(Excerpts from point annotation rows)
####################
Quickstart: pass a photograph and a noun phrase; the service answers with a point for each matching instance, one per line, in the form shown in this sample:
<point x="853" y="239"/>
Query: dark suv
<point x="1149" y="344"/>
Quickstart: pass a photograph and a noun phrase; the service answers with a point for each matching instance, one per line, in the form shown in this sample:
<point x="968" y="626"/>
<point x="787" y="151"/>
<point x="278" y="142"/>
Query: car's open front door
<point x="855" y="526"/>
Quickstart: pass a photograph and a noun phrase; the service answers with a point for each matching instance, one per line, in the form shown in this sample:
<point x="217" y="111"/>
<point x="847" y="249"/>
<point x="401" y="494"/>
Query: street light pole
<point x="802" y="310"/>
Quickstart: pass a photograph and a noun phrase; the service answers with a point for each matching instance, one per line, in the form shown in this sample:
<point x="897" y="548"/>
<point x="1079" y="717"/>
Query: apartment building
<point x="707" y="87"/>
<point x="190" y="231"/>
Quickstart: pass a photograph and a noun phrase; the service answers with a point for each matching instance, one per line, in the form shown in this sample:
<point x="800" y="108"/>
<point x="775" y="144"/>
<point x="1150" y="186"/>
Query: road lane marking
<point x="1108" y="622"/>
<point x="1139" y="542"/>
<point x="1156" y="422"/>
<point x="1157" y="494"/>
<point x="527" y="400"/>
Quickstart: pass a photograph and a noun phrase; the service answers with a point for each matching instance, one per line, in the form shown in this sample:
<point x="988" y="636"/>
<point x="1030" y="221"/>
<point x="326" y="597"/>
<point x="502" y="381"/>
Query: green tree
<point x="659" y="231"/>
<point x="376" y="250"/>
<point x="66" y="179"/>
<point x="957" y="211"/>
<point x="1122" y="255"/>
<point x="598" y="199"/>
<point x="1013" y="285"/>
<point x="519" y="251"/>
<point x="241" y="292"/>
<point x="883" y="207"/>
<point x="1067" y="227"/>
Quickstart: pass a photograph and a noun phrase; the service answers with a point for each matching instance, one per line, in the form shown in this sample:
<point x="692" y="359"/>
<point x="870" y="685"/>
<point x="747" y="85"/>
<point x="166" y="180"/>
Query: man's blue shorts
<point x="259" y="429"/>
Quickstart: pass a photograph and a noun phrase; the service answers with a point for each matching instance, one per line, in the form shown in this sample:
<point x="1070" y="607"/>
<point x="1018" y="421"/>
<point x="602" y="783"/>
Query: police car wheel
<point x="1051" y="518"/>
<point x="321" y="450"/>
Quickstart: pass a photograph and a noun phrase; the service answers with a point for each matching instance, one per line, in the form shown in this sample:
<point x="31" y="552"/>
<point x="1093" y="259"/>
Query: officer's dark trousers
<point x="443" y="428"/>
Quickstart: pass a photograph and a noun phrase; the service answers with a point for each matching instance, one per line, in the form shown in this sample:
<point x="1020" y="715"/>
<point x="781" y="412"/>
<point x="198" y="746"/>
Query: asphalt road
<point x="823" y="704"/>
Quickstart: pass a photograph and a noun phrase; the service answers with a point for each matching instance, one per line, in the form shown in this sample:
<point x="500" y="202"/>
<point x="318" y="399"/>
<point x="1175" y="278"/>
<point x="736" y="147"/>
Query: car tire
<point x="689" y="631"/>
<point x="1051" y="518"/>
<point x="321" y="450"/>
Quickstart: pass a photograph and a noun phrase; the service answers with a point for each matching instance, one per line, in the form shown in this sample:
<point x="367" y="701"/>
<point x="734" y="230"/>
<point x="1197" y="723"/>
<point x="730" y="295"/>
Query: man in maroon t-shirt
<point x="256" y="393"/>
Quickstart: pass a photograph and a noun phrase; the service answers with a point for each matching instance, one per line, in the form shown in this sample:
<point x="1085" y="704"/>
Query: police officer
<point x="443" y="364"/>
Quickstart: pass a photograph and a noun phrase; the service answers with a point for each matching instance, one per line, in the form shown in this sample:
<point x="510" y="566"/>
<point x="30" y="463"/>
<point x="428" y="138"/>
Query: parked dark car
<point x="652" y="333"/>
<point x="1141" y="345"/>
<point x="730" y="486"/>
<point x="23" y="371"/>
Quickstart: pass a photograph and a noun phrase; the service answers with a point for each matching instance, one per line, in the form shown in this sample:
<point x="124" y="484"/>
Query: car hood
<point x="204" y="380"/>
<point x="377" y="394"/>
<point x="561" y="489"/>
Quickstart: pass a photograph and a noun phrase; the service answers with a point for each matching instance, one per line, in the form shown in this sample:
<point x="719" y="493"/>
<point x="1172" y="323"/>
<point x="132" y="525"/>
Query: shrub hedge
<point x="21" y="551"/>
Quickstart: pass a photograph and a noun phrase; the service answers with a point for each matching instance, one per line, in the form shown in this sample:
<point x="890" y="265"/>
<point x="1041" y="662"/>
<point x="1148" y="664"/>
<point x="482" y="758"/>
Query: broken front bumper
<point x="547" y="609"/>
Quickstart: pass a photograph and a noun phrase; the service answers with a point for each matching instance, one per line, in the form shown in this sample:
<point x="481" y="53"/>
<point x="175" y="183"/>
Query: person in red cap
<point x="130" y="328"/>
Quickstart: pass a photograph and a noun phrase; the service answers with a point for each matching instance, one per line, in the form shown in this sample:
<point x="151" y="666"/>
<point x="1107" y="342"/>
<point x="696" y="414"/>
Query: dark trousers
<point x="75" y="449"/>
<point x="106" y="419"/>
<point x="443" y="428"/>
####################
Find every line in the rows above that contains the word "road", treating uppercase and lowercase as different, and copy each of those lines.

EXPECTED ANSWER
Query: road lane marking
Query: asphalt road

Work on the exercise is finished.